▶ **Apply what you read**
- A) Answer these from the post on automatic class IDs:
(i) What order should the automatic IDs respect?
(ii) How is the ID produced in the example the asker found?
(iii) According to the reply, what is the initialisation of id1 sequenced before?
- B) From the post on automatic class IDs, repeat word for word the stretch from "At the end of" through "do the instantiations?".

▶ **Extract to read**
┌──
I would like to generate an automatic ID attached to every instantiation of a class, respecting the order of appearance of the instantiation statements in the source code. I found this: How to generate auto id in c ?
At the end of that example it looks like the ID produced by incrementing a static variable is unique and also sequential:
Id id1; // id1.get_id() will return 1
Id id2; // id2.get_id() will return 2
Id id3; // id3.get_id() will return 3
I can understand the IDs are unique, but can I be sure they are also sequential? Couldn't be, for instance, I get something like:
Id id1; // id1.get_id() will return 2
Id id2; // id2.get_id() will return 1
Id id3; // id3.get_id() will return 3
...because who knows in which order the compiler is going to do the instantiations?
Is that ok, or is there a safe way to get the desired result?
Best regards
CodePudding user response:
can I be sure they are also sequential?
Yes. The initialisation of id1
is sequenced before the initialisation of id2
, similarly id2
and id3
.
└──
▶ **Data provided**
┌──
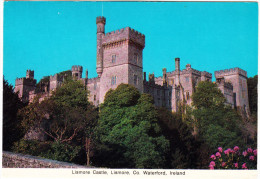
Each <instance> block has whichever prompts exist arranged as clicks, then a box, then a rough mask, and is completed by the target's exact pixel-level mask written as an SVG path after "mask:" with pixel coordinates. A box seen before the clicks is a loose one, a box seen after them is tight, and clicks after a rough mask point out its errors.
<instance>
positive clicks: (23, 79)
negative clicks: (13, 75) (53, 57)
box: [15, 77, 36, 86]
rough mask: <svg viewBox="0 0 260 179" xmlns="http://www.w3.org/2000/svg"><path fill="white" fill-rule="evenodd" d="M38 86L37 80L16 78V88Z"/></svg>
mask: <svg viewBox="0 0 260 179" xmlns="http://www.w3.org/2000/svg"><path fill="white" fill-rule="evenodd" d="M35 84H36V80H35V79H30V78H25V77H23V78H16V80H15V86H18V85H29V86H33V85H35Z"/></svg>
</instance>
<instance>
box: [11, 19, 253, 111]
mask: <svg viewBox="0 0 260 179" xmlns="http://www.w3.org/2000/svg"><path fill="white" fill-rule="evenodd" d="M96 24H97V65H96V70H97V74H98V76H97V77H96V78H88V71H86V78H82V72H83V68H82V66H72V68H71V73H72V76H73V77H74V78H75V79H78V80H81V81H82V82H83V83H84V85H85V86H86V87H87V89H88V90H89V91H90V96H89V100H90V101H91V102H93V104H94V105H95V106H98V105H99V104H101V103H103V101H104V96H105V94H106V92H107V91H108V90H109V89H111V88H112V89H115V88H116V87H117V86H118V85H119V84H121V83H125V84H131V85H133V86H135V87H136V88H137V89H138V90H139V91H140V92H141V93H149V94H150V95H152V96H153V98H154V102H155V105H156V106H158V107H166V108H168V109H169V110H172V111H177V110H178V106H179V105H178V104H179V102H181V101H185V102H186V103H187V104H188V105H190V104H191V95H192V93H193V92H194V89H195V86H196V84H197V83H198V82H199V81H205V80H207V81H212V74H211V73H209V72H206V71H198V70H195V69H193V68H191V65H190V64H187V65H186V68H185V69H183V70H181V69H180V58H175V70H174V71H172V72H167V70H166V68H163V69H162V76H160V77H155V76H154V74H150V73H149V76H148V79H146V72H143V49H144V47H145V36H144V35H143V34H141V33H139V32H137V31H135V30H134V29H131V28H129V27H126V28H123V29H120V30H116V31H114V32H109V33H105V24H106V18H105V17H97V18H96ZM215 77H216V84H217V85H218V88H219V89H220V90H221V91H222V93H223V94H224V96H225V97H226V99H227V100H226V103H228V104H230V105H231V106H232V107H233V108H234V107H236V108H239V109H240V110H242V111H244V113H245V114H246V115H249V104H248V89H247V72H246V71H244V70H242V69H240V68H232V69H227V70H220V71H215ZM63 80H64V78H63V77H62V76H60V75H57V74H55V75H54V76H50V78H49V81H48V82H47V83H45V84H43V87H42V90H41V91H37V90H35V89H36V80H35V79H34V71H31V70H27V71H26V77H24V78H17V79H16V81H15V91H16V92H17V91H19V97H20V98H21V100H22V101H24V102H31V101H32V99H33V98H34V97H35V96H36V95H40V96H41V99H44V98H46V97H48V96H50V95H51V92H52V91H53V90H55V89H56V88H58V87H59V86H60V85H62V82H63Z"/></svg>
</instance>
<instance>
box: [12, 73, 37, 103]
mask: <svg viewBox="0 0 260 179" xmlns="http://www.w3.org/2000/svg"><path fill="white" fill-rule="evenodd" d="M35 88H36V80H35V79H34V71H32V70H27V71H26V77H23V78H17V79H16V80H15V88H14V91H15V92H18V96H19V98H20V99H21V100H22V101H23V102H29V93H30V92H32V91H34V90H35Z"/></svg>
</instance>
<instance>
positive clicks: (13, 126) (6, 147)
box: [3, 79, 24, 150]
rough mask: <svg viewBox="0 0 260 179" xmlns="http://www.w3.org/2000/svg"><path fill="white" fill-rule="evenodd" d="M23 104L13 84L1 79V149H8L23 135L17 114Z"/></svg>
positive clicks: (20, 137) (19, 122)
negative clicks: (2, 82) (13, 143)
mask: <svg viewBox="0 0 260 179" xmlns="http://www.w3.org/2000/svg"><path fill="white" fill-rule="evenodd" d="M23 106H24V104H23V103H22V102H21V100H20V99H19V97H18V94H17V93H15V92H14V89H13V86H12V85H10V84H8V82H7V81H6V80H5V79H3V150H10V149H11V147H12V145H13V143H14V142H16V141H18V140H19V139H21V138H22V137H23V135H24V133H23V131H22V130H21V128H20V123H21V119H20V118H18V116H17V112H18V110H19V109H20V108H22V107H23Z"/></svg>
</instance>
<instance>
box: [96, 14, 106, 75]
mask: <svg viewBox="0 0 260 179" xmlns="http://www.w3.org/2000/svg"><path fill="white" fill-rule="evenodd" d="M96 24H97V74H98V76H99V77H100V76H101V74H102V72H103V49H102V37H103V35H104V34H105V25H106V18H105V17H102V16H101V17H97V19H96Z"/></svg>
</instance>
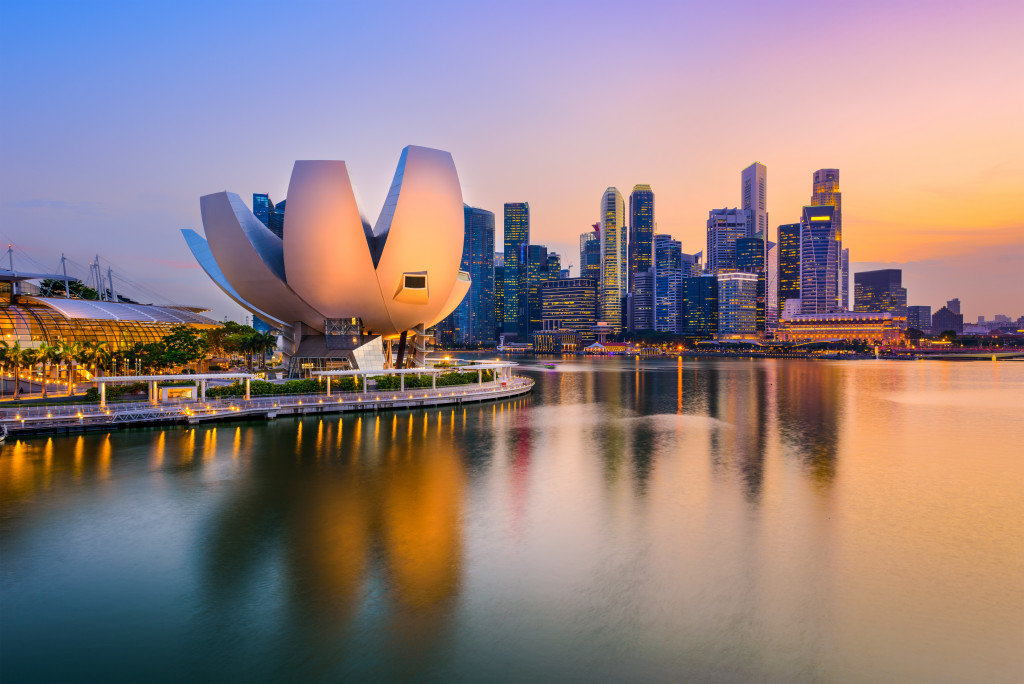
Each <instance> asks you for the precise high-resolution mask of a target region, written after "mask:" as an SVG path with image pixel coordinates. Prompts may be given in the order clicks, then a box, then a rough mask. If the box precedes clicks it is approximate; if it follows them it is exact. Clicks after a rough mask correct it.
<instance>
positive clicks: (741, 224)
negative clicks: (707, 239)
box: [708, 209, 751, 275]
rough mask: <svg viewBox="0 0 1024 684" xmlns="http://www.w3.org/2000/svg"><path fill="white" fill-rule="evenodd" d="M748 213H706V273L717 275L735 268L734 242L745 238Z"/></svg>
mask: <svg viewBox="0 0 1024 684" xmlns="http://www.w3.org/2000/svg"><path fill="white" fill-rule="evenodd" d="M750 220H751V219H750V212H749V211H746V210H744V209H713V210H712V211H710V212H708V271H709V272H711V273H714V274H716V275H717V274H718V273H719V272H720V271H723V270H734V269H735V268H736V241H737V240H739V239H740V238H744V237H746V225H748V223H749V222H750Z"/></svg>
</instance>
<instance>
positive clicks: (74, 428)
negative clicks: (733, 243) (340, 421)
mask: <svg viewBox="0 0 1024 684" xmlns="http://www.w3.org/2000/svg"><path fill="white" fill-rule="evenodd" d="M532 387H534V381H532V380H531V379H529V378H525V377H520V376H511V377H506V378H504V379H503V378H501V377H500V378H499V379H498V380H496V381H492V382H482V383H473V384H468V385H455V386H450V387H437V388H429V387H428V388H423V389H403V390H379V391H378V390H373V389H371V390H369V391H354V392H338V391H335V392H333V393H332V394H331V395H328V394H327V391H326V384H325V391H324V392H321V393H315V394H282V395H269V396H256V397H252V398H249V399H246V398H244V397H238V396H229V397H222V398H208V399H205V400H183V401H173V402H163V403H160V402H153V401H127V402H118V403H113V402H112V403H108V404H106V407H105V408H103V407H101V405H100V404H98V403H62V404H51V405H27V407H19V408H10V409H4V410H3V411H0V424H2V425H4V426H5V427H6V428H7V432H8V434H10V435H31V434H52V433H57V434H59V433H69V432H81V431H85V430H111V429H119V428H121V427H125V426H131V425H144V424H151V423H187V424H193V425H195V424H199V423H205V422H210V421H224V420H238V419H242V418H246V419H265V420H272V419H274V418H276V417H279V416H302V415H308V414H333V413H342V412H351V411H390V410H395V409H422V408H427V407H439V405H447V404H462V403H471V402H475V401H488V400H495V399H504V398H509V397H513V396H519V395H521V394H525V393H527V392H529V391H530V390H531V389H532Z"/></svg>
└──
┌──
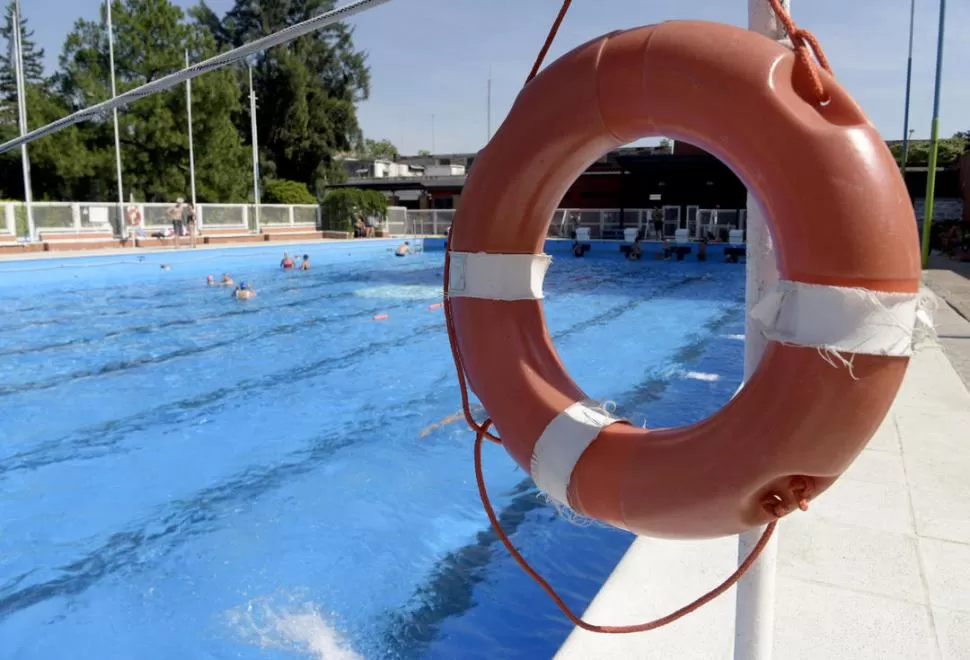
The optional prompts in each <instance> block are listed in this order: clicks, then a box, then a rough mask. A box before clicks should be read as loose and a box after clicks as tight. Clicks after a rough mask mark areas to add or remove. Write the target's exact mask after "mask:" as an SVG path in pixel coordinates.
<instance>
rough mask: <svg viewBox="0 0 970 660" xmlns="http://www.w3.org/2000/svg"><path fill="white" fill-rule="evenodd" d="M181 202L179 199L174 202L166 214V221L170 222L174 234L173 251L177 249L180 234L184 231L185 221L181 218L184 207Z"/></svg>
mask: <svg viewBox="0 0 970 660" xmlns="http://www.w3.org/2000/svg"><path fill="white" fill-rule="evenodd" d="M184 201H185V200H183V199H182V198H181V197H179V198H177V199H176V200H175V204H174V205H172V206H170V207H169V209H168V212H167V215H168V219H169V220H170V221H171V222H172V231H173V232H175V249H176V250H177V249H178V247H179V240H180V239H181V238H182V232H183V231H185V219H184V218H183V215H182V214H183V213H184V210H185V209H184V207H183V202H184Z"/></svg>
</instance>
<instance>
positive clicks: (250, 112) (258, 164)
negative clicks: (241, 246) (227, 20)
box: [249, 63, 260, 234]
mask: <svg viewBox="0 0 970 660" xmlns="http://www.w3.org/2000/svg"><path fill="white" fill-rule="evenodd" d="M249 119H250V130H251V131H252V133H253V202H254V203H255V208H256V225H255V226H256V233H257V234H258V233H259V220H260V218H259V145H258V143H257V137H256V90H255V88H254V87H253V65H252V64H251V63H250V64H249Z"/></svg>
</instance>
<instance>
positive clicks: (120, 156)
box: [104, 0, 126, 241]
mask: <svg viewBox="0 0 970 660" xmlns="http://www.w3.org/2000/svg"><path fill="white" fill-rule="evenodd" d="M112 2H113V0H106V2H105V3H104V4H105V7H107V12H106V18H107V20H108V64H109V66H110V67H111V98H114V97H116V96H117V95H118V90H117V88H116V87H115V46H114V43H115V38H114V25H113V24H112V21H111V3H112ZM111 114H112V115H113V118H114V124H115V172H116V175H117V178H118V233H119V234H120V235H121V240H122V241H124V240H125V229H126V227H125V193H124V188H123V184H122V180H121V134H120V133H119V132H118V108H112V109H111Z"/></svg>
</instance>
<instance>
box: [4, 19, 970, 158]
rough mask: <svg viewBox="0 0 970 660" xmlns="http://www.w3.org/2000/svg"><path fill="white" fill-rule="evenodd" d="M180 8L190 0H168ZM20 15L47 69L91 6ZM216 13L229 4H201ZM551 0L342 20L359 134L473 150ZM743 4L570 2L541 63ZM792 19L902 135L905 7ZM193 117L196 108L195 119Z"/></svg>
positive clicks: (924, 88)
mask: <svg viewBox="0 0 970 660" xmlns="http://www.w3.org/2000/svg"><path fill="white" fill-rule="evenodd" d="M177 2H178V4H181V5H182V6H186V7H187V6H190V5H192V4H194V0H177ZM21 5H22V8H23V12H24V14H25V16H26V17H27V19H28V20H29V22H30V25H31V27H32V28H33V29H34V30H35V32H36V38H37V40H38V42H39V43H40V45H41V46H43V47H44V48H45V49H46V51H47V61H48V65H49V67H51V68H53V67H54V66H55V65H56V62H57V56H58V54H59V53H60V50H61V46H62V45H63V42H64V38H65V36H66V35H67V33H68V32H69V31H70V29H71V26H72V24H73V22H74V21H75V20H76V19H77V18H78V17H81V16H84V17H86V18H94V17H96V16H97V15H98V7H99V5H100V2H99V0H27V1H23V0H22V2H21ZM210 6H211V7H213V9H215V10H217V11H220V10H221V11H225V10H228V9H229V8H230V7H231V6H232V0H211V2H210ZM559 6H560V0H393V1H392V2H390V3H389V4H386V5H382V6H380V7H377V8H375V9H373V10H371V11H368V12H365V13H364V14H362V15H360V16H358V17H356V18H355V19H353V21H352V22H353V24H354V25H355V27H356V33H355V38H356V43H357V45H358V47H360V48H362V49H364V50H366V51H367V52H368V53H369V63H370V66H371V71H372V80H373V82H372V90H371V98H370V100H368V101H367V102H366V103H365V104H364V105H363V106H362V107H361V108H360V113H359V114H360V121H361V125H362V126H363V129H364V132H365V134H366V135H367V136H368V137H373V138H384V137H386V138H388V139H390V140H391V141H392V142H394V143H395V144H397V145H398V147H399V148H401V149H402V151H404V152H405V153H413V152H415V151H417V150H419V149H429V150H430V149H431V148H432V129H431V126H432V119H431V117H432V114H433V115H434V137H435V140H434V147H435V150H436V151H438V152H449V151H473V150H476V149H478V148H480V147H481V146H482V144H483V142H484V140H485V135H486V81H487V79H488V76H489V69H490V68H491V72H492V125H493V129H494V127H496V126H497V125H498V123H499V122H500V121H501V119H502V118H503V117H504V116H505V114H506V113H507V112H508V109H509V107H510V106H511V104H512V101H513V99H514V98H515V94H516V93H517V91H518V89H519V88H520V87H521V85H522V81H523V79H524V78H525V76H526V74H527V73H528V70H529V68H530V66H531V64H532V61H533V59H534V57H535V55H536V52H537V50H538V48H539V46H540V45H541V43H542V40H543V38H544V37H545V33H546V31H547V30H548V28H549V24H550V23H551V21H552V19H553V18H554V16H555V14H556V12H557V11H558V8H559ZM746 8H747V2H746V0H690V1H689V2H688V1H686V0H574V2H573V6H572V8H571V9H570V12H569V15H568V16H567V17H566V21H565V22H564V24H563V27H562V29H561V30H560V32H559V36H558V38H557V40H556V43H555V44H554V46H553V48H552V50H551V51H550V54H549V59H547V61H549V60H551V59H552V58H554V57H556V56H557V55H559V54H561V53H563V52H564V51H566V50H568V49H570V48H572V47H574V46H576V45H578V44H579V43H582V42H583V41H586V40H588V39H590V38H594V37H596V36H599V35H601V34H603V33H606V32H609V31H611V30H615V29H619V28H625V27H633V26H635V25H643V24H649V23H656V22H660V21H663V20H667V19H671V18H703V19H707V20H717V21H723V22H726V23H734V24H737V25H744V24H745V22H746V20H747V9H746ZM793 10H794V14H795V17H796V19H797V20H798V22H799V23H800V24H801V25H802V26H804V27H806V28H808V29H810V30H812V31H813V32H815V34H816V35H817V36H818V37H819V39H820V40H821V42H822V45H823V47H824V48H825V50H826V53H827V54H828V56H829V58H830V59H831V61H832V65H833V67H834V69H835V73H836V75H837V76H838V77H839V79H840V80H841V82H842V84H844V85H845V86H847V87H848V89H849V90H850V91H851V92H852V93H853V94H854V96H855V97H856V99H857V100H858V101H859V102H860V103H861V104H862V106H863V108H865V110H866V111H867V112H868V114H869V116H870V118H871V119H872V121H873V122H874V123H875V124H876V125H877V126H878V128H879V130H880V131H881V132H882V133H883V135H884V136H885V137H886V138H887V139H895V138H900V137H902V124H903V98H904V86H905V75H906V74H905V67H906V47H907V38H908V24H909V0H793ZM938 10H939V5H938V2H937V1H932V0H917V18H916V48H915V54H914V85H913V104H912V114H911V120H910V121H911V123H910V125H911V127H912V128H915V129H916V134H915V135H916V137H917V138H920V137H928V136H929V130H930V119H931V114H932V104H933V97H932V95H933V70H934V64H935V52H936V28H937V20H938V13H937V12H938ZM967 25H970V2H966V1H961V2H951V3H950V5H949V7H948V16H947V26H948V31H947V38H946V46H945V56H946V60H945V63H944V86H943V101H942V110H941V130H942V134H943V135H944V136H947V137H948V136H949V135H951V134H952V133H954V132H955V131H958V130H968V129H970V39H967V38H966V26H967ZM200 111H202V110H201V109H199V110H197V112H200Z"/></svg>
└──
▶ **Task results**
- A)
(i) The order of appearance of the instantiation statements in the source code.
(ii) By incrementing a static variable.
(iii) The initialisation of id2.

- B)
At the end of that example it looks like the ID produced by incrementing a static variable is unique and also sequential:
Id id1; // id1.get_id() will return 1
Id id2; // id2.get_id() will return 2
Id id3; // id3.get_id() will return 3
I can understand the IDs are unique, but can I be sure they are also sequential? Couldn't be, for instance, I get something like:
Id id1; // id1.get_id() will return 2
Id id2; // id2.get_id() will return 1
Id id3; // id3.get_id() will return 3
...because who knows in which order the compiler is going to do the instantiations?